> _Цель задания 1_
Запишите без изменений фрагмент цитируемого текста начиная со слов "Бесплатный доступ" и заканчивая словами "выполнять ее функции.".
> _Цель задания 2_
В чем, согласно цитируемому тексту, состоит суть различия между классической либеральной теорией и постклассическим либерализмом?
> _Цель задания 3_
Изложите короче абзац цитируемого текста, начинающийся словами «В статье обосновывается идея», сохранив его основные сведения.

> _Цитируемый текст_
"Теоретическая лаборатория" современного либерализма
Автор: Каменская Галина Валентиновна
Журнал: Власть @vlast
Рубрика: Позиция
Статья в выпуске: 8, 2018 года.
Бесплатный доступ
В статье обосновывается идея принципиального различия между классической либеральной теорией и постклассическим либерализмом. Суть этого различия состоит в отказе от выделения полюсов сакрального и профанного, что влечет за собой фундаментальные последствия: отказ от идеи истории и проекта Модерна в целом, а также, в конечном счете, утрату либерализмом характера идеологии и способности выполнять ее функции.

> _Сохраненные данные_
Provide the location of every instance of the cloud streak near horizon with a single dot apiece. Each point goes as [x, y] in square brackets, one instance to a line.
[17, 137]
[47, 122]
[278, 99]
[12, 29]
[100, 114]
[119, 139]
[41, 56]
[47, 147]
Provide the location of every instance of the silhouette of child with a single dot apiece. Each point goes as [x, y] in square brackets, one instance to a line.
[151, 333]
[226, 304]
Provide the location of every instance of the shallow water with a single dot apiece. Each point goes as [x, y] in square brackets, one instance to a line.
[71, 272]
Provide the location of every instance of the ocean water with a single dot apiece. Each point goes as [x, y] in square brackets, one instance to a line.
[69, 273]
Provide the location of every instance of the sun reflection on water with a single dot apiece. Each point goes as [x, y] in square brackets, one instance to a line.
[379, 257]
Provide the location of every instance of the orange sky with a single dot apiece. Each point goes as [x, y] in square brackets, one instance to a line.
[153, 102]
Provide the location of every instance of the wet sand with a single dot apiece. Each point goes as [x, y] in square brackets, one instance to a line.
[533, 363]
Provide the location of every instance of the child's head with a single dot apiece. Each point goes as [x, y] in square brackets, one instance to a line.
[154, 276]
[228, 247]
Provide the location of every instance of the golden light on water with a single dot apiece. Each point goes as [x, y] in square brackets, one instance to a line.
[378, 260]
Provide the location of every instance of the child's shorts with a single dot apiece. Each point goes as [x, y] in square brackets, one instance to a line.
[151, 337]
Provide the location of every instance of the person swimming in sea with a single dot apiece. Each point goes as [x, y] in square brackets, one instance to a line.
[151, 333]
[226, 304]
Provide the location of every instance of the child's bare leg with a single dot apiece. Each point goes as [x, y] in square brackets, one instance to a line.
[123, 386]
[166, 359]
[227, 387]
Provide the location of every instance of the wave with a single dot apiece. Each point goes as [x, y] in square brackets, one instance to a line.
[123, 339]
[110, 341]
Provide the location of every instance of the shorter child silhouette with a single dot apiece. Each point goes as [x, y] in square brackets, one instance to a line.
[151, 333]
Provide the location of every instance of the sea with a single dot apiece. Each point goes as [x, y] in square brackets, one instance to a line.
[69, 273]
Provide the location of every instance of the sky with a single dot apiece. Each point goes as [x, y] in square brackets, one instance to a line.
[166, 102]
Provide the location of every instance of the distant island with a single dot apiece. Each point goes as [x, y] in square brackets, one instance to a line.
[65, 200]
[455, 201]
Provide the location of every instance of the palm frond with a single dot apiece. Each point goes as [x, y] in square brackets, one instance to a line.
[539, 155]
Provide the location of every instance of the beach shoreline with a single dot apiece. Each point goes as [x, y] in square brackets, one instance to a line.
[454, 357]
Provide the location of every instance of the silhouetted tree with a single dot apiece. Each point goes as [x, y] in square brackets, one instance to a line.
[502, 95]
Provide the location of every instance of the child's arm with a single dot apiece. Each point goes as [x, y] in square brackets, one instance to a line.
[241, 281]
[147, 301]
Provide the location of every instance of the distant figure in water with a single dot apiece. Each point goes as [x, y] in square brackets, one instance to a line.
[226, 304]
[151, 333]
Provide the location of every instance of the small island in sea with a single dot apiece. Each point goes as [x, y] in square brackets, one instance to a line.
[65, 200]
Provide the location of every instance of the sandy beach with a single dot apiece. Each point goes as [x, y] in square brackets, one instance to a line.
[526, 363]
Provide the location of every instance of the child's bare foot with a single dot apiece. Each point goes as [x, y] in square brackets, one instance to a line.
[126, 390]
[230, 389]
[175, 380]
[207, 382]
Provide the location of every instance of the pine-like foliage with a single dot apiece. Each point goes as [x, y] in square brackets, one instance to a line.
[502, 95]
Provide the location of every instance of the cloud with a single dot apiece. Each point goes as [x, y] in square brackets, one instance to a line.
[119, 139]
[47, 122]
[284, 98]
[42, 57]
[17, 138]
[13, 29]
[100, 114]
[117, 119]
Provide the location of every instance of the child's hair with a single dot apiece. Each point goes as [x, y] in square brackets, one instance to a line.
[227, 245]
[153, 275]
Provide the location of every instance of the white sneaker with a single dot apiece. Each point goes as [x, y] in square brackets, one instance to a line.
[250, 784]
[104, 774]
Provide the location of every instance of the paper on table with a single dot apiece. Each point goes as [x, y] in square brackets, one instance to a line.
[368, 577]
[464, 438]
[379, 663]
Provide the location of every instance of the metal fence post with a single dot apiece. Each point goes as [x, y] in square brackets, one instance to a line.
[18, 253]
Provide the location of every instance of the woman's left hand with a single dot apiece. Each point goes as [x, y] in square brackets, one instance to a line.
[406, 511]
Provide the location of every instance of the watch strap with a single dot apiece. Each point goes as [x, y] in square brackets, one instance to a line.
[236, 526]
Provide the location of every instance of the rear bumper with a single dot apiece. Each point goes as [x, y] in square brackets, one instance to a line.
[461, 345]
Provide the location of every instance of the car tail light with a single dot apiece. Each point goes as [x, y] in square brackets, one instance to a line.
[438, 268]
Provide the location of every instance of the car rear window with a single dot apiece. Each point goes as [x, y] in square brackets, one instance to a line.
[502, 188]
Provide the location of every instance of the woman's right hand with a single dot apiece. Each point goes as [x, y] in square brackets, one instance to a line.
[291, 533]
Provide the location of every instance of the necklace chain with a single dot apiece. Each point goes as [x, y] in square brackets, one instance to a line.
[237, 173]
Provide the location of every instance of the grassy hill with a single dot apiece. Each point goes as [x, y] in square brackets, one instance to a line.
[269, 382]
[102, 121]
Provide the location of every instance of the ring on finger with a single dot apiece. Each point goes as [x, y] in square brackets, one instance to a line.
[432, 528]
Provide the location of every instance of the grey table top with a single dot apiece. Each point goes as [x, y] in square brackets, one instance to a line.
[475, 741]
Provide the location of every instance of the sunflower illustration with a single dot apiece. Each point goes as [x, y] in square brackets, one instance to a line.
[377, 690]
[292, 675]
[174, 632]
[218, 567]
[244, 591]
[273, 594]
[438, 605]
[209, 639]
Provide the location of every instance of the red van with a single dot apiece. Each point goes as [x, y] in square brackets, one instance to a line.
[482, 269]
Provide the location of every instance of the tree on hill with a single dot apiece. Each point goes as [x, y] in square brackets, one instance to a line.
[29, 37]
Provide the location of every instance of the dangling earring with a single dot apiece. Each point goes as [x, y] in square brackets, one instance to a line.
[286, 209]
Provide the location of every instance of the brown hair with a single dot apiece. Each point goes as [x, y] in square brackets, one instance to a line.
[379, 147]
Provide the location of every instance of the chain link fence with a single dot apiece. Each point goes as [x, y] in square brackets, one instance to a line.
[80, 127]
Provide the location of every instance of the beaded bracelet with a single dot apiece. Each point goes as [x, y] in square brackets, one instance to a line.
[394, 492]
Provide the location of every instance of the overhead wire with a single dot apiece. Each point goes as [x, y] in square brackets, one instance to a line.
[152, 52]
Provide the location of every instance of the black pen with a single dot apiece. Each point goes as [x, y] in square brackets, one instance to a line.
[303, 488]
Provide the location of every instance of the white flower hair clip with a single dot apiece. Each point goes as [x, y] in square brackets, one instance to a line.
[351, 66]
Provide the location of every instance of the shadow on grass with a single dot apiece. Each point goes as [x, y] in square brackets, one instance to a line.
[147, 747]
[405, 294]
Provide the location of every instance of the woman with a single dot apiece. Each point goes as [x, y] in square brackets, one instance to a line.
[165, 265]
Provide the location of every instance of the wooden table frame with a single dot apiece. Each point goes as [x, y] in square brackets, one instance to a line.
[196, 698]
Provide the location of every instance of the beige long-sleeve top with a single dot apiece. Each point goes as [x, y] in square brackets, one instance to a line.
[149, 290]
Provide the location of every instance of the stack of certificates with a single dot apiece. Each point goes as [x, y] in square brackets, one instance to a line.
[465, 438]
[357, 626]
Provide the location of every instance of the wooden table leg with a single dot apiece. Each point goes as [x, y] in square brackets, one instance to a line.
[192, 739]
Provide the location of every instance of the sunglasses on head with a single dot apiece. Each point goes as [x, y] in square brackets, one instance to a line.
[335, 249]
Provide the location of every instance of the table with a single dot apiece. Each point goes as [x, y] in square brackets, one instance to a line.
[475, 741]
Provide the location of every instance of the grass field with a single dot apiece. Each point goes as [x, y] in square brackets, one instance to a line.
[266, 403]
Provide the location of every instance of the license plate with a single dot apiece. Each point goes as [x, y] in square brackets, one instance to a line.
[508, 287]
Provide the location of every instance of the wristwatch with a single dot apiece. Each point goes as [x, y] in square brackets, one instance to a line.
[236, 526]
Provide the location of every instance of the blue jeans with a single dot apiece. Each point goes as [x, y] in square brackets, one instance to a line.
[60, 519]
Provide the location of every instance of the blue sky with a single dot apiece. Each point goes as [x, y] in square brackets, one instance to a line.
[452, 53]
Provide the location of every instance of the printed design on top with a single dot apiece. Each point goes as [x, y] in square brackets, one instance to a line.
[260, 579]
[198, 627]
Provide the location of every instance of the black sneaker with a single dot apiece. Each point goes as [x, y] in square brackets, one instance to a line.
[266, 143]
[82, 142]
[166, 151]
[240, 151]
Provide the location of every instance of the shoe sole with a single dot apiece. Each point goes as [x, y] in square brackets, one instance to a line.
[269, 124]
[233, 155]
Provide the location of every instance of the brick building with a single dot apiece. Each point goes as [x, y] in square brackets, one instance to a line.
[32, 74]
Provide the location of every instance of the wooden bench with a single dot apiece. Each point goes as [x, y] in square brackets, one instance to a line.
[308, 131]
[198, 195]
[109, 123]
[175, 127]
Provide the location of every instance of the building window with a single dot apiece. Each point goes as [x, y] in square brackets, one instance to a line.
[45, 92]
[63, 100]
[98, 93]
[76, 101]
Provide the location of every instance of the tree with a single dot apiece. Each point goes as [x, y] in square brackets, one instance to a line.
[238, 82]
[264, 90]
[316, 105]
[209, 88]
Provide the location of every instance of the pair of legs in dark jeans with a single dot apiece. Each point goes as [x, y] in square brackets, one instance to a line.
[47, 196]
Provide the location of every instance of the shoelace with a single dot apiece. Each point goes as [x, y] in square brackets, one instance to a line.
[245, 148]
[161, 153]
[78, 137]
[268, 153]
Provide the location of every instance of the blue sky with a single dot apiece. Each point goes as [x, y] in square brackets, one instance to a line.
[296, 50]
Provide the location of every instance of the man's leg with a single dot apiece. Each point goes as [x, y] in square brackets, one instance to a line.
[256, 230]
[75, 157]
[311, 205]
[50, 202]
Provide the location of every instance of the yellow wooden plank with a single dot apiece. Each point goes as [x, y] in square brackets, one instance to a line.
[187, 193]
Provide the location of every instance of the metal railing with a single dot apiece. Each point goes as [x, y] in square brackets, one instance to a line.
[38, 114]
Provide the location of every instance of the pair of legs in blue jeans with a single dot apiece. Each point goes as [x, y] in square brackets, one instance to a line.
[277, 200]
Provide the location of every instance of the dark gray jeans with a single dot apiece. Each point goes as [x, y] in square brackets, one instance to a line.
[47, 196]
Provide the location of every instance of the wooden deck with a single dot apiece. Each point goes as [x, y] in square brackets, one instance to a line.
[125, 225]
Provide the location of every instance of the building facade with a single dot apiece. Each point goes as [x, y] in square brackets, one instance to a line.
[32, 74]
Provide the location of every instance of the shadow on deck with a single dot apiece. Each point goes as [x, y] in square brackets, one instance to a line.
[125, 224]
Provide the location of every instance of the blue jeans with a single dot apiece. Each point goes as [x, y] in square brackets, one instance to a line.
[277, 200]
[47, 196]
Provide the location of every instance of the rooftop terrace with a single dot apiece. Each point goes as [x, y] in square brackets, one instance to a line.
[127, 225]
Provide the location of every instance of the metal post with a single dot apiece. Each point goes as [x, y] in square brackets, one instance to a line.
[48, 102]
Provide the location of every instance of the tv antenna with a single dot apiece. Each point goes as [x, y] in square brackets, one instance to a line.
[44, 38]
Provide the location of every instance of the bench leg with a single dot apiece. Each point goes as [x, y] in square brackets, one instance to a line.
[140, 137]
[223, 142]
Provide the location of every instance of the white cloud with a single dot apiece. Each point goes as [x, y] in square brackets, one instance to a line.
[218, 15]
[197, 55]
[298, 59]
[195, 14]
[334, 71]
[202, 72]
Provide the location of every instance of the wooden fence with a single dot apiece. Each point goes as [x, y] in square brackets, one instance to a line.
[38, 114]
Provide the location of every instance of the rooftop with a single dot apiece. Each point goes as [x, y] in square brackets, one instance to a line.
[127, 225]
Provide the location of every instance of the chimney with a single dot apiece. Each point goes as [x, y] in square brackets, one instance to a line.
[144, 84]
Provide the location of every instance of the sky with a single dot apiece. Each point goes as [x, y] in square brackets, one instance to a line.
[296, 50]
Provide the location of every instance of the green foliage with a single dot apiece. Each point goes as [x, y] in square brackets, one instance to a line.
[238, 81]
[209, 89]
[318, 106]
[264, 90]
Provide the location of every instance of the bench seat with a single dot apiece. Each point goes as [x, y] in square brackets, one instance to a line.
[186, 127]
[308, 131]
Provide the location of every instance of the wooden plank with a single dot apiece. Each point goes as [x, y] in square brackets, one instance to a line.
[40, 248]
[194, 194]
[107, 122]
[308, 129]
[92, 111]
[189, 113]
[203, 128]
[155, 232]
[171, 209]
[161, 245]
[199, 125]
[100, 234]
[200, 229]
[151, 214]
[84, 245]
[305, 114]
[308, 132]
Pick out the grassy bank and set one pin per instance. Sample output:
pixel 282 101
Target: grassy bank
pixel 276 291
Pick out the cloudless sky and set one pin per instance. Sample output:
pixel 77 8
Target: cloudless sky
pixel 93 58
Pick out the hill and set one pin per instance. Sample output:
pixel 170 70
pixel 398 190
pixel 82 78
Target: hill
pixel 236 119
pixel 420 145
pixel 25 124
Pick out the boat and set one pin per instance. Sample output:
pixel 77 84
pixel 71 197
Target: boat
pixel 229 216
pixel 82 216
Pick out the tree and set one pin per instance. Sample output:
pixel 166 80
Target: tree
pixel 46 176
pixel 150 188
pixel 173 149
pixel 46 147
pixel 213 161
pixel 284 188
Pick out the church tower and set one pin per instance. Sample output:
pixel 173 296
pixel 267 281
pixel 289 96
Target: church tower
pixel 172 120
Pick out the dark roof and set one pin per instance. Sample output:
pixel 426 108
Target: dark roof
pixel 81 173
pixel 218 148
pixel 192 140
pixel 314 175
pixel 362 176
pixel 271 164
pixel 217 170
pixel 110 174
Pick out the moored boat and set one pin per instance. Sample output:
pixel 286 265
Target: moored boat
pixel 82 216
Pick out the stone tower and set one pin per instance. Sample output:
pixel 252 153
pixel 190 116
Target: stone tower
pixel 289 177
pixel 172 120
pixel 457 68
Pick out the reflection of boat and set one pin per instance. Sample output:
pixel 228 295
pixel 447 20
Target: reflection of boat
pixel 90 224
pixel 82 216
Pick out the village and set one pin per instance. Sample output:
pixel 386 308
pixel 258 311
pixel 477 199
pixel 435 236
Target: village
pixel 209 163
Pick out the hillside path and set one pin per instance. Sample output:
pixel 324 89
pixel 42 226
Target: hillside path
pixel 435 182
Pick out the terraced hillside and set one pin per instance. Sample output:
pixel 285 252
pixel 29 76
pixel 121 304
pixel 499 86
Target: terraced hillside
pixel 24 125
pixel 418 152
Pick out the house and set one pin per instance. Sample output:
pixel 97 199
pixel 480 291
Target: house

> _Ответ на задание 1_
Бесплатный доступ
В статье обосновывается идея принципиального различия между классической либеральной теорией и постклассическим либерализмом. Суть этого различия состоит в отказе от выделения полюсов сакрального и профанного, что влечет за собой фундаментальные последствия: отказ от идеи истории и проекта Модерна в целом, а также, в конечном счете, утрату либерализмом характера идеологии и способности выполнять ее функции.

> _Ответ на задание 2_
В отказе от выделения полюсов сакрального и профанного.

> _Ответ на задание 3_
Статья обосновывает принципиальное различие между классической либеральной теорией и постклассическим либерализмом. Суть различия состоит в отказе от выделения полюсов сакрального и профанного. Это ведет к отказу от идеи истории и проекта Модерна, а в конечном счете к утрате либерализмом характера идеологии и способности выполнять ее функции.